LO QUE SE PIDE:
**A.** Reproduce el fragmento del texto sobre fútbol y política que empieza en las palabras "Fútbol y política: la" y termina tras "Eurocopa de 1964?", sustituyendo "Eurocopa" por "Copa de Europa".
**B.** Expresa como una lista JSON de cadenas, una por línea y sin las líneas en blanco, las líneas de las entradas que van desde su comienzo hasta la que contiene "[(128, 385), (275, 352), (132, 268)]", ambas incluidas.
**** TEXTO PROPORCIONADO
Fútbol y política: la Eurocopa de 1964
Pocos fenómenos en la historia contemporánea tienen tanto potencial mediático como los grandes torneos de selecciones de fútbol. De manera consciente o inconsciente, la mayor parte de la población participa, durante la celebración de estas competiciones, en un proceso de colectividad compartida en esa comunidad imaginada a la que llamamos nación. Las banderas, las camisetas, los himnos, la identificación con el propio equipo, todo forma parte de un proceso en el que la nación se recrea y se comunica. Los medios ejercen de altavoz y los Gobiernos se apuntan las victorias. Si esto sucede en la actualidad, y los ejemplos son muy recientes, ¿qué no podía suceder en plena dictadura franquista, cuando España se impuso en la Eurocopa de 1964?
********
**** MATERIAL PROPORCIONADO
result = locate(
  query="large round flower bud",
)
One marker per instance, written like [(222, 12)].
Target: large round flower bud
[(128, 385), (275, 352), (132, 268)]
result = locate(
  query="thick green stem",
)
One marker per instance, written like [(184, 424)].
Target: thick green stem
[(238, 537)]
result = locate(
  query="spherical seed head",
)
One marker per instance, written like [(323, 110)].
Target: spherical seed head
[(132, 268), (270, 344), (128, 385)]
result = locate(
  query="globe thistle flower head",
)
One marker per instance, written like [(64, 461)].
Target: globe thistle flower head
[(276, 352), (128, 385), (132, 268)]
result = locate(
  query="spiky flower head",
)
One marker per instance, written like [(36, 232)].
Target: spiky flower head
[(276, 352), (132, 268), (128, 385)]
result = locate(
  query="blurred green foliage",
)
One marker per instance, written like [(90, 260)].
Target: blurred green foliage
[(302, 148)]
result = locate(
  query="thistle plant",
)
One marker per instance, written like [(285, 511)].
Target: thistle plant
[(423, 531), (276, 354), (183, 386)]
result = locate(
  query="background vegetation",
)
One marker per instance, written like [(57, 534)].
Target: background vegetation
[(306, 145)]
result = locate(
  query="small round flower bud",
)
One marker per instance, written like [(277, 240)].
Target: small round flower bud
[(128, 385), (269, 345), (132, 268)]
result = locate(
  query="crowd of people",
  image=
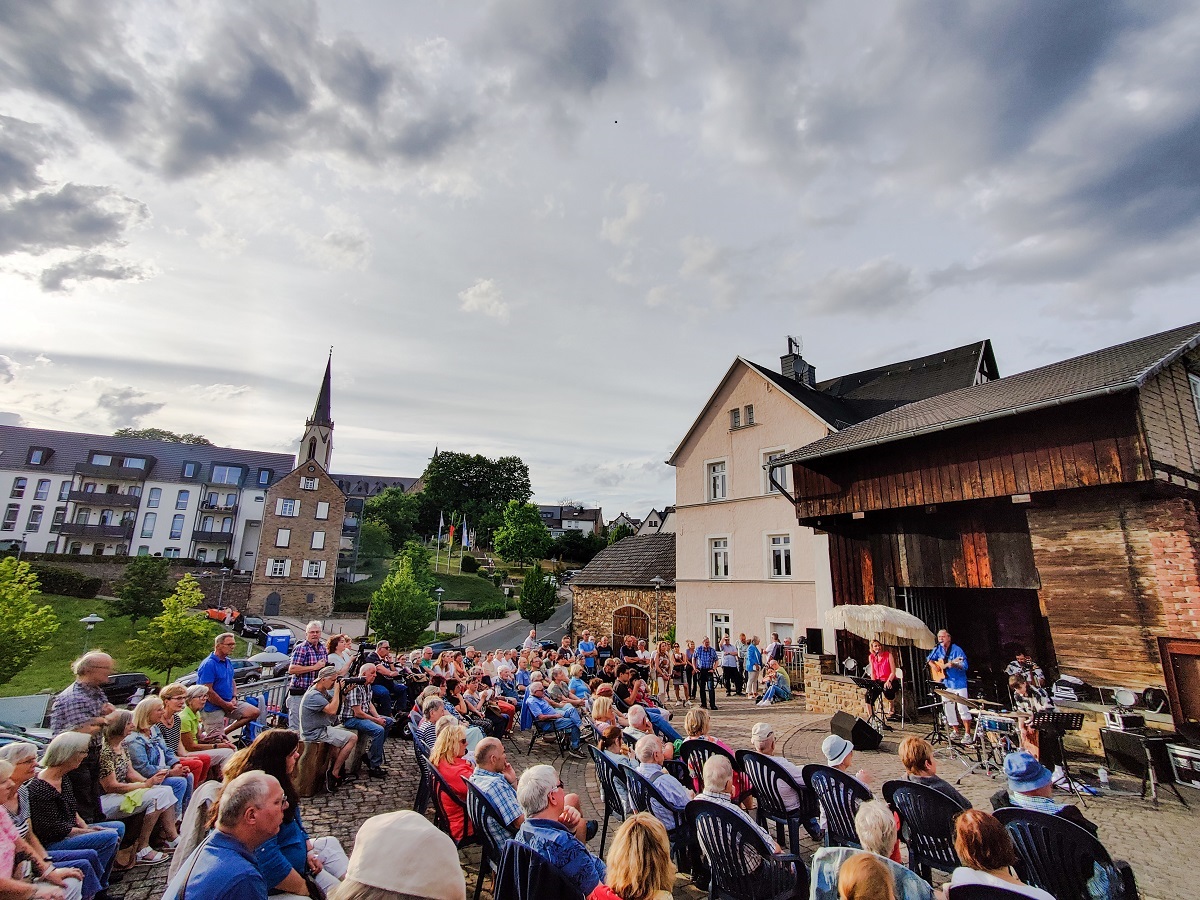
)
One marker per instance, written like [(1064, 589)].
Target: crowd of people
[(167, 781)]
********
RESPUESTAS POR TAREA:
**A.**
Fútbol y política: la Copa de Europa de 1964
Pocos fenómenos en la historia contemporánea tienen tanto potencial mediático como los grandes torneos de selecciones de fútbol. De manera consciente o inconsciente, la mayor parte de la población participa, durante la celebración de estas competiciones, en un proceso de colectividad compartida en esa comunidad imaginada a la que llamamos nación. Las banderas, las camisetas, los himnos, la identificación con el propio equipo, todo forma parte de un proceso en el que la nación se recrea y se comunica. Los medios ejercen de altavoz y los Gobiernos se apuntan las victorias. Si esto sucede en la actualidad, y los ejemplos son muy recientes, ¿qué no podía suceder en plena dictadura franquista, cuando España se impuso en la Copa de Europa de 1964?

**B.**
[
  "result = locate(",
  "  query=\"large round flower bud\",",
  ")",
  "One marker per instance, written like [(222, 12)].",
  "Target: large round flower bud",
  "[(128, 385), (275, 352), (132, 268)]"
]